Hmm, maybe I should do that next, because it won’t be much fun if I discover I’m wrong after I’ve knit the whole scarf.

A Flip, A Flop

A few days ago I finally ordered some more Noro Silk Garden so my one treasured skein could have company, and become a scarf. Yesterday the new skeins arrived:

Of course, once I’d ordered the yarn I got all inspired to start a scarf with the skein I had. I had in mind a garterlac scarf – entrelac in garter stitch so it was reversible. After knitting a couple of rows of diamonds I stopped and considered what I had.

It was an uninspiring lump. You could hardly make out the diamonds, because the yarn was too textured and dark.

So I tried making alternate stocking stitch squares. The blob above is the result. No improvement.

Next I found a normal entrelac scarf pattern and tried that. I like the front side:

But I hate the back:

Deep down I really want my scarves to be reversable. That meant entrelac was out. Thinking hard, I remembered there was an intriguing pattern on knitty.com called the Lizard Ridge blanket. It wouldn’t look too bad as a scarf, and it seemed to have a garter ridge between the wavy lines. Not perfectly reversible, but I imagined it wouldn’t look too bad on the back.

Turn out I was wrong about the garter ridge. There isn’t one. It just looks like there is one in photos because of the way the colours contrast. And you really need two shades of Noro to get the best effect.

So now what? Well, I lay awake last night running ideas through my mind. Short row wavy twists? Mitre square inspired labyrinthine patterns? A freeform multi-directional scarf?

Suddenly Michelle’s post about the therapeudic effects of good old garter stitch sounds like great advice.

Working It Out As I Go

Ah, that blue tweedy 12ply yarn. I’ve looked through all my pattern books and magazines. I’ve compared gauges and yarn quantities. I’ve swatched. Nothing offered itself as the right pattern for this yarn.

The yarn looked perfect for this…


Sunrise Circle Jacket

… except it was the wrong weight. The swatch confirmed it.

But then I found these buttons:

And they looked so great with the swatch I knew it was worth the effort to convert the pattern. So lots of maths followed. And after a lot of poking at my calculator and nutting things out, I realised something incredibly simple: an angle doesn’t change when a thicker or thinner yarn is used.

This pattern is a series of blunt-ended wedges, rectangles, and one curved bit knit from the middle out. For the wedges, all I had to do was calculate from my swatch what the correct number of starting stitches was, then increase (or decrease) by the same ratio the pattern used (say, 2 st every 16 rows) until I reached the correct number of ending stitches, making sure the piece is the right length in cm.

## Complete the following
1 – In the knitting blog post, which blanket pattern on knitty.com did the writer remember while looking for a reversible scarf design?
2 – Pick up the knitting blog post after its final sentence and carry on from there.

## Information given
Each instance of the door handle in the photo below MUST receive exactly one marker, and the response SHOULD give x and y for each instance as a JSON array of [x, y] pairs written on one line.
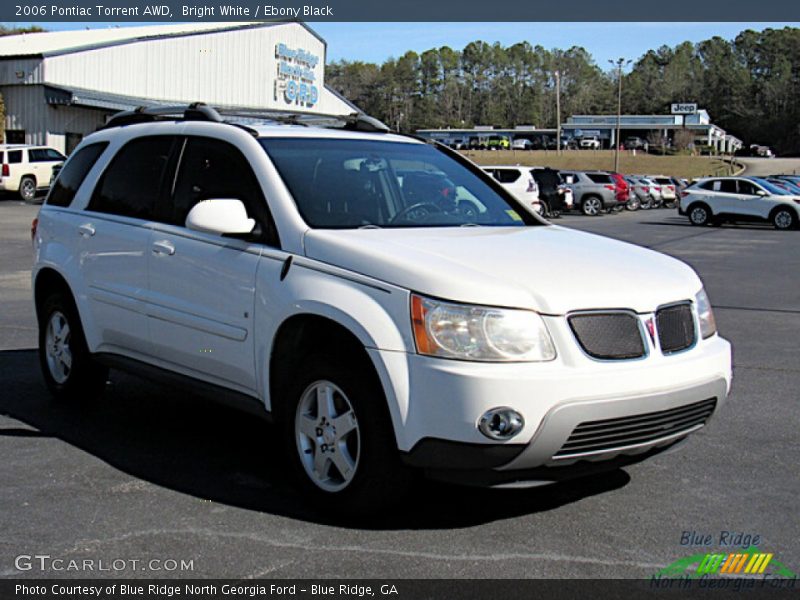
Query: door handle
[[86, 230], [163, 247]]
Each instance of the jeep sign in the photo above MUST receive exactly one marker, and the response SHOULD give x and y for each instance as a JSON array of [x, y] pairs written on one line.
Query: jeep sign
[[684, 108]]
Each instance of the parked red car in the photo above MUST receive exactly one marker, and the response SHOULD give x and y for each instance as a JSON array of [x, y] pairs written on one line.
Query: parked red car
[[620, 187]]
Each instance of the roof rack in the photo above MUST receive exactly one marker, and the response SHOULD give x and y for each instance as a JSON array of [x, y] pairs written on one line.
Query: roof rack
[[199, 111]]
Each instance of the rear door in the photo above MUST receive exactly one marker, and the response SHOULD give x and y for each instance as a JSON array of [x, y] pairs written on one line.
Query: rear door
[[115, 233], [202, 285]]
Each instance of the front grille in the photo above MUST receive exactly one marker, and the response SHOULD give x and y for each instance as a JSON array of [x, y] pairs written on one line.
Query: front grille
[[595, 437], [608, 336], [675, 328]]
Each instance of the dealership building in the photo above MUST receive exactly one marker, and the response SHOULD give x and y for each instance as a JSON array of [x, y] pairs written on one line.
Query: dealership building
[[604, 128], [61, 86]]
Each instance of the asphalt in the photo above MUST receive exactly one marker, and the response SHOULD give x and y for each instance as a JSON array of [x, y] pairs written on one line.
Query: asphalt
[[152, 473]]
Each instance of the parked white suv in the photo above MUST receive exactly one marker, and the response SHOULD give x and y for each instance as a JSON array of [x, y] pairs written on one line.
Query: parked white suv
[[714, 200], [328, 278], [26, 169]]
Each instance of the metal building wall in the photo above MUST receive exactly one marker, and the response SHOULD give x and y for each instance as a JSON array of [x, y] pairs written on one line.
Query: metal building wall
[[27, 109], [235, 67]]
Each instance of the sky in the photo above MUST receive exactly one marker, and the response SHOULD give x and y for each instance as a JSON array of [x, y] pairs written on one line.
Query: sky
[[375, 42]]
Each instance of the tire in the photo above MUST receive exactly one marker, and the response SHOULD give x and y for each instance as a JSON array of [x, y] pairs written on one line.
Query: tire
[[591, 206], [783, 218], [699, 215], [69, 370], [356, 470], [27, 188]]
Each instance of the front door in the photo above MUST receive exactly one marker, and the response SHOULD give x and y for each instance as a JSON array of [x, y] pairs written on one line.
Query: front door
[[202, 285]]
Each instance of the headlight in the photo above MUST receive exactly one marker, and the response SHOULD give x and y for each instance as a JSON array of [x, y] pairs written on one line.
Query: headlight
[[708, 326], [479, 333]]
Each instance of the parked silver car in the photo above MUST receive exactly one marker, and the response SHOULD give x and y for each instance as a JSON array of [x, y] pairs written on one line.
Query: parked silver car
[[593, 191]]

## Expected outputs
1 – The Lizard Ridge blanket.

2 –
Rectangles are the same, except I knit until I reach the correct length in cm rather than rows. Since most patterns do this anyway, there was no math involved.

To test this theory, I knit up the back:

Which turned out near perfect, except for the waist bit, which turned out a bit short because I accidentally followed the directions for the size smaller than the one I was supposed to be following.

Will I rip it back? No way. I’ll cut it, add a few rows, then graft it back together. Grafting may be the pits, but ripping back several hours work is the Pit of Eternal Stench.

Now, the circular bit. As far as I can see, it should be just as simple. Because it begins at the centre of the ‘circle’ and grows outward, all I have to do is follow the directions and knit until the radius reaches the correct width in cm (and the raglan bit of the sleeve part reduces to nothing, but that’s a little harder for anyone who hasn’t got the pattern on hand to visualise).

Of course, I may end up regretting making bold claims that this pattern conversion is simple and easy. You can all laugh at me if my overconfidence gets me into trouble. But even if it all falls into a stinky mess, I can say I’ve already learned something wonderful, that I wish I’d got around to investigating alot sooner.

I taught myself how to spit-splice yarn. What a revelation!

All these 12ply garments I’ve been knitting, cursing as I knit in ends only to have them work their way out again, and all along I could have been splicing. If I wasn’t so full of joy and amazement I’d be smacking my brow for taking so long to try this one out.